A binaural panner by convolution


#1

Hello JUCE experts.
I am trying to implement a simple binaural panner in JUCE.
I am just using HRTF data set provided by one of my professors.
When I test my plugin with Reaper, it sounds like it is working but I hear some weird noise.
I have been trying to fix it but could not find out why.
Here is a block of my code (processBlock function).
void YoonBinauralPannerAudioProcessor::processBlock (AudioBuffer& buffer, MidiBuffer& midiMessages)
{
//ScopedNoDenormals noDenormals;
//auto totalNumInputChannels = getTotalNumInputChannels();
//auto totalNumOutputChannels = getTotalNumOutputChannels();

auto x_L = buffer.getReadPointer(0);
//auto x = x_L;
auto bufferL = buffer.getWritePointer(0);
auto bufferR = buffer.getWritePointer(1);
const auto Length = buffer.getNumSamples();

for(auto i = 0; i<Length; i++)
{
    for(auto j = 0; j<Length; j++)
    {
        bufferL[i] += hrir_l[theta][j]*x_L[(i+(Length-j))%Length];
        bufferR[i] += hrir_r[theta][j]*x_L[(i+(Length-j))%Length];
     }
}

}

So, I am just trying to convolve hrir arrays with the x_L buffer.
Is it possible that the noise is caused by the number of computations in the for loops?
Thanks in advance.


#2

Short answer: Your convolution approach makes no sense. Two obvious mistakes: HRIRs I know might be quite long. At least their length is fixed. But the Length variable you’re using in the inner loop depends on the length of the current block, which might be everything. The chance that it‘s exactly the length of your HRIR is quite limited. So using it for this loop doesn’t make any sense. Furthermore you need to reflect your sample history in a convolution, which isn’t done in your approach either.
I‘d give you the advice on using the juce dsp::convolution class instead and maybe first read some literature on real time convolution.
──────
### STATED TASK 1
Swap "Length" for "numSamples" as you repeat the forum thread on the binaural panner, starting at "Here is a block" and ending at "0; i<Length; i++)".
──────
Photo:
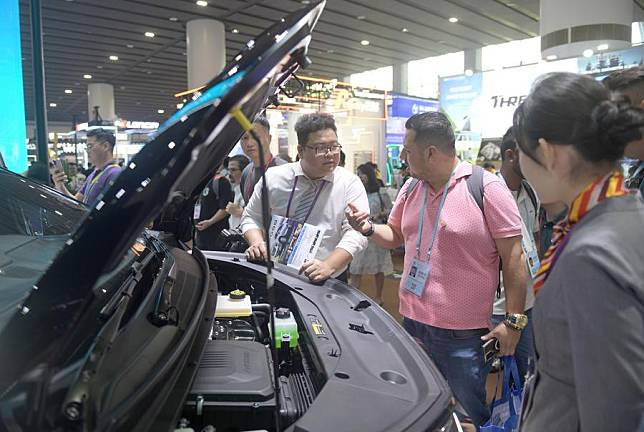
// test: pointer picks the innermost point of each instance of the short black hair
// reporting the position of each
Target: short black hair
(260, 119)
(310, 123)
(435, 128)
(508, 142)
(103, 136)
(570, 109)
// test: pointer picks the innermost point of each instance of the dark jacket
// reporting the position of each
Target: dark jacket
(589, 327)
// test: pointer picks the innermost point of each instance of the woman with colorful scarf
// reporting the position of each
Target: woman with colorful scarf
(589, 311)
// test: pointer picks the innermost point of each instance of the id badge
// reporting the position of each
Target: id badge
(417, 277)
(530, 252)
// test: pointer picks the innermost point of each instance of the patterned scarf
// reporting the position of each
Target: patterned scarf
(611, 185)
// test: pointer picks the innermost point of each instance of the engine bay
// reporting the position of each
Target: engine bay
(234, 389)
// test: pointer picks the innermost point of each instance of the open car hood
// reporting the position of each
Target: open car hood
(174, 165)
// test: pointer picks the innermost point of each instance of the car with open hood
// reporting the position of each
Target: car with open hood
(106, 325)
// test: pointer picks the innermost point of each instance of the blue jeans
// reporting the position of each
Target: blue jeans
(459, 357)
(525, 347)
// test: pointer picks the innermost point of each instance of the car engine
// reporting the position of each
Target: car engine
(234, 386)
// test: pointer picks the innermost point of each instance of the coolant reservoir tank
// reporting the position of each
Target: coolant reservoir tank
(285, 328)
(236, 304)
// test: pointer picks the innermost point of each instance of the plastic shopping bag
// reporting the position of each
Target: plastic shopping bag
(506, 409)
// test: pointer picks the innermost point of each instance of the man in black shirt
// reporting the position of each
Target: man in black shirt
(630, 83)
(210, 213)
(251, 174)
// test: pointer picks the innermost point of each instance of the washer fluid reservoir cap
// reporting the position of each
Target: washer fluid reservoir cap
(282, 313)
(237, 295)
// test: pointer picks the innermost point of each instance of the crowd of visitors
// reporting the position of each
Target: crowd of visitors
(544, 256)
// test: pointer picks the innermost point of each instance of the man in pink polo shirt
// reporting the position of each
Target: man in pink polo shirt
──────
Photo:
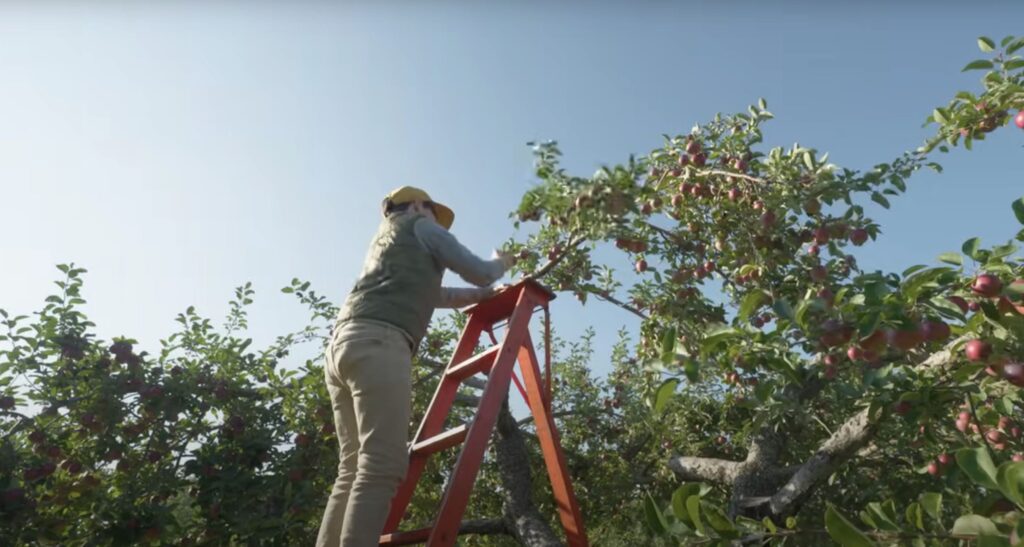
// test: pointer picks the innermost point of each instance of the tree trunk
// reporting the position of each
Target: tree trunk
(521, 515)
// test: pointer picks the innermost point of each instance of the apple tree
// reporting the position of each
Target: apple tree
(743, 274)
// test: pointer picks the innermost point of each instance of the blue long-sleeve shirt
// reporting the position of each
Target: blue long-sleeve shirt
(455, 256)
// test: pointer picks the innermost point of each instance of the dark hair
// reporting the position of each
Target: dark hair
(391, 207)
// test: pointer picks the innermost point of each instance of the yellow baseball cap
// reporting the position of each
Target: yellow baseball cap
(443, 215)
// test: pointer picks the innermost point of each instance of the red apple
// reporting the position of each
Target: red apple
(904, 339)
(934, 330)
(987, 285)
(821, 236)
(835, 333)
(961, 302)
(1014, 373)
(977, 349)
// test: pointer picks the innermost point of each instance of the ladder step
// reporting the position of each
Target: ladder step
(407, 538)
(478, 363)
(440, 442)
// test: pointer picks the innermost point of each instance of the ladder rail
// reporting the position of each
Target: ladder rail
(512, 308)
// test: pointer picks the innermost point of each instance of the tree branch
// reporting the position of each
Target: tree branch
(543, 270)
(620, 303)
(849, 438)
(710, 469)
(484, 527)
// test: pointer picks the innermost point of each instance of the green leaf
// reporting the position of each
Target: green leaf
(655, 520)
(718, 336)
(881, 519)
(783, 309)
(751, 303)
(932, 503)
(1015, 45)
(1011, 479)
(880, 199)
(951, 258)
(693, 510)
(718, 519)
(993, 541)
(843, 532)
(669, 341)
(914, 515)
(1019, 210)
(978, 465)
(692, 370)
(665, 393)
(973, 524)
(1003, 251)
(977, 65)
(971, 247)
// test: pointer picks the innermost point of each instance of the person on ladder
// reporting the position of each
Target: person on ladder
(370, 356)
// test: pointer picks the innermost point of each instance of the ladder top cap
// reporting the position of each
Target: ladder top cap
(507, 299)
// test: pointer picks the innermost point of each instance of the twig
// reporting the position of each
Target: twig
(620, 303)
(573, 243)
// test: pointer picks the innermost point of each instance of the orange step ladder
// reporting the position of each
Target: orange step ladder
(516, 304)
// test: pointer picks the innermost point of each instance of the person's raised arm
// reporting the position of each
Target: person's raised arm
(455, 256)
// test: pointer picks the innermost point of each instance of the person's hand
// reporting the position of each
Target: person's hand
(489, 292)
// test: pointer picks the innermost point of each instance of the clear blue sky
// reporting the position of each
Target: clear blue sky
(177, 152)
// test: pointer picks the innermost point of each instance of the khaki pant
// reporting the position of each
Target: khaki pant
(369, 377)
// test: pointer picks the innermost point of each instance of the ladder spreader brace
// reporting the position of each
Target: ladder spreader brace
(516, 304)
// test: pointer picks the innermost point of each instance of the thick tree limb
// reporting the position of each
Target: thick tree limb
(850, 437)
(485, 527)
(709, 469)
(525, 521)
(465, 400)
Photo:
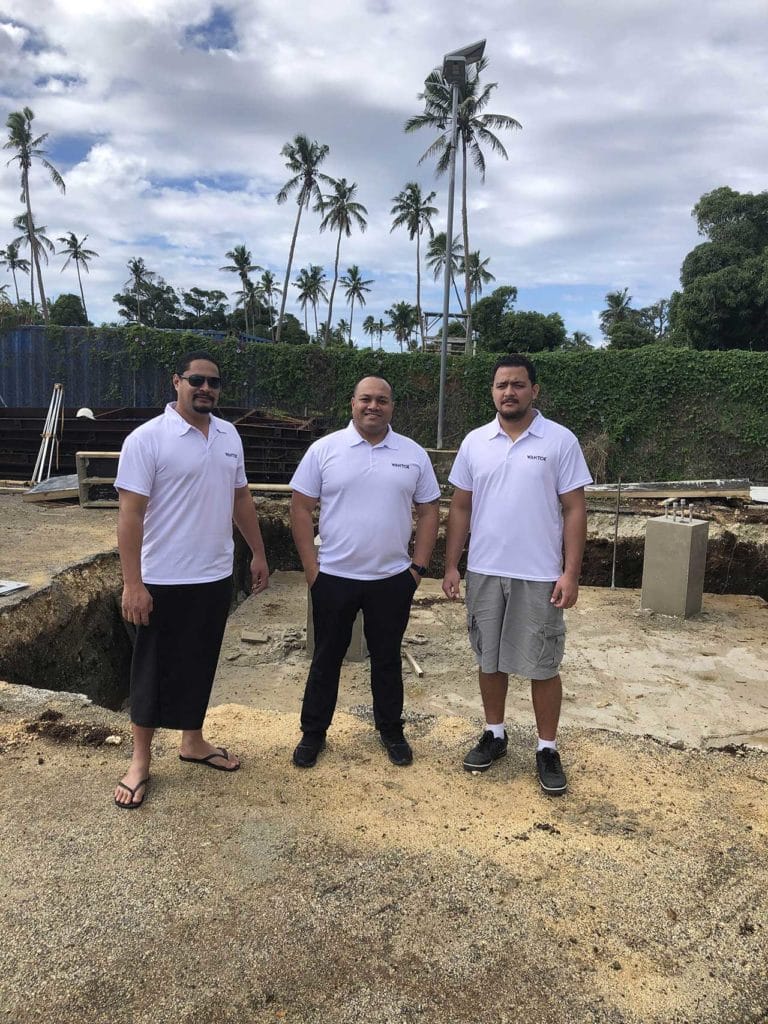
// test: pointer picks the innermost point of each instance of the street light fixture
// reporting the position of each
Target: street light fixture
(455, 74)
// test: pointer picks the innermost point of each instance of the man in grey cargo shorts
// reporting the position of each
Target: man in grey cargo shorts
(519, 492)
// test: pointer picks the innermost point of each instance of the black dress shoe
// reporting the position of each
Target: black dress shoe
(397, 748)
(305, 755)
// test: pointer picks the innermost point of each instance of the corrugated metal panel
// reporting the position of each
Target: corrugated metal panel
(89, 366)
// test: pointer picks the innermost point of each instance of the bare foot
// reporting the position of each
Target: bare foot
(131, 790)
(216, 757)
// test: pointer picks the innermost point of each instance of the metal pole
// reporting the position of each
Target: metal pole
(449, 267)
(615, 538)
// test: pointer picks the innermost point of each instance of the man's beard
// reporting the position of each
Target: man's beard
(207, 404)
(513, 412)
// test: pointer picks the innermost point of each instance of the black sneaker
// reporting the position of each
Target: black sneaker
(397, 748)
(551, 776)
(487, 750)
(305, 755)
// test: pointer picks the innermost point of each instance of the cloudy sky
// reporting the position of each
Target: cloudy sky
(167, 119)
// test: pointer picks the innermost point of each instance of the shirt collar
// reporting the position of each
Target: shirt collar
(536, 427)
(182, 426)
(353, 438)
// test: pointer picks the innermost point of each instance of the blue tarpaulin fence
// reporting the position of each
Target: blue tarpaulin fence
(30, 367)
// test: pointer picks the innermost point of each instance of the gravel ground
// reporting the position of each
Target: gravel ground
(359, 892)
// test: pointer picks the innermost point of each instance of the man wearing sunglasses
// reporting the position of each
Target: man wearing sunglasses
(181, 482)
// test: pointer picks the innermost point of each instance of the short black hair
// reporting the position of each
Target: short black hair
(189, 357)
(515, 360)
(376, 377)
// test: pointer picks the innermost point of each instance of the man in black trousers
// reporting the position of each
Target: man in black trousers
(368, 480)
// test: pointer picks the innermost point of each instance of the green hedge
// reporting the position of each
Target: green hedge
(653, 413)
──────
### STATED TASK 2
Please give only the number of lines in the records that contain the string "black", counting case-sensitively.

### RESPONSE 1
Here is a block of my code (processBlock function).
void YoonBinauralPannerAudioProcessor::processBlock (AudioBuffer& buffer, MidiBuffer& midiMessages)
{
//ScopedNoDenormals noDenormals;
//auto totalNumInputChannels = getTotalNumInputChannels();
//auto totalNumOutputChannels = getTotalNumOutputChannels();

auto x_L = buffer.getReadPointer(0);
//auto x = x_L;
auto bufferL = buffer.getWritePointer(0);
auto bufferR = buffer.getWritePointer(1);
const auto numSamples = buffer.getNumSamples();

for(auto i = 0; i<numSamples; i++)

### RESPONSE 2
12